» WHAT TO DO
Output the entire listing that follows verbatim.

==================================================

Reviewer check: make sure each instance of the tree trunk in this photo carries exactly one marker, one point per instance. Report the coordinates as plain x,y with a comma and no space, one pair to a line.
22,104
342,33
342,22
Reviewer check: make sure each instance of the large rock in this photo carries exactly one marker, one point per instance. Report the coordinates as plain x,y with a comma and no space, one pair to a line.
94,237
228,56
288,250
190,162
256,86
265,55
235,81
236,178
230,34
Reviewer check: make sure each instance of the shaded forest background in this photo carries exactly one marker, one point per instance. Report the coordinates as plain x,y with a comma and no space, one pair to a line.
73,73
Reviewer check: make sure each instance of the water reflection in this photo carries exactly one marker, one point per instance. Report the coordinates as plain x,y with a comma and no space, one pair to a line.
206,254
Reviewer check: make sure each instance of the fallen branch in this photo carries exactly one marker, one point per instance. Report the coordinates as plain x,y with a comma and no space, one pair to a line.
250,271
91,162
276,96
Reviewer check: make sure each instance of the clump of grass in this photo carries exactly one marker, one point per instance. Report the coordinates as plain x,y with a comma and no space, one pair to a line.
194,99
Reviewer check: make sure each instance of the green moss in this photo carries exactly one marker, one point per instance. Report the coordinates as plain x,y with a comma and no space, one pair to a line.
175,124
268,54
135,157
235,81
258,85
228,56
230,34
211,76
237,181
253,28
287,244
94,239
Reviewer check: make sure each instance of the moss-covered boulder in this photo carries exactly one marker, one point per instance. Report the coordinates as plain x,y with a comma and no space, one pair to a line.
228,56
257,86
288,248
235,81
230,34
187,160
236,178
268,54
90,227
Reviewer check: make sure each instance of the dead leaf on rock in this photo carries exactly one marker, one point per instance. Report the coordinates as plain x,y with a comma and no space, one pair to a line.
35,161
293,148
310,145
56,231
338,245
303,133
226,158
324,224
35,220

==================================================

» EXERCISE RESPONSE
Reviewer check: make sure each instance of the tree trunk in this photo carries exactly one marker, one point per instance. Report the coordinates as plain x,y with a comma and no space, one pair to a line.
22,104
342,33
342,22
Reviewer check: make sure each instance of the large rock in this photo carries exactly one marker, one point per instance. Report the coordinates as plain x,y with a comma and no space, one pair to a line.
94,237
228,56
288,250
190,162
256,86
265,55
235,81
236,178
230,34
Reviewer check: make sure each instance of the shaded forest background in this photo carries exactly one marker, one point per instance. Report the coordinates as plain x,y with a comma and no space, one pair to a line.
73,73
Reviewer check: make sure each instance of the water reflection in this photo carries exactly one marker, one point per instance. Report the coordinates as plain x,y with a comma and no space, one pair to a line.
206,254
Reviewer check: make sure each instance of the fallen branch in this photo carries exactly one marker, one point per instance. Report the coordinates as plain x,y with a comma and no space, one pair to a line.
250,271
91,162
276,96
Reviewer check: make sure each instance of the clump of grass in this photo carries exactly one marker, one point per instance. Report the coordinates as plain x,y with a comma and no space, one pair to a line.
194,99
Reviewer check: make sure each instance of the green moss in this photo carries exactly one marker, one point per instance. Report the coordinates as plain x,y with a comma and no space, one pair to a line.
175,124
268,54
135,157
235,81
258,85
228,56
230,34
211,76
237,181
253,28
287,244
94,239
Reviewer check: make sure each instance of the moss-covered boulder in this photo carries exactly one marker, one point per instance. Report the coordinates as plain x,y with a comma and no space, one pair to a line.
228,56
257,86
288,248
235,81
230,34
187,160
236,178
268,54
90,227
Reviewer check: make sure each instance of the dead leaf on rock in this photo carries exactly one marker, one point per instance. Report the coordinates as plain x,y with a comma and no space, one pair to a line.
35,161
293,148
310,145
56,231
338,245
303,133
226,158
324,224
35,220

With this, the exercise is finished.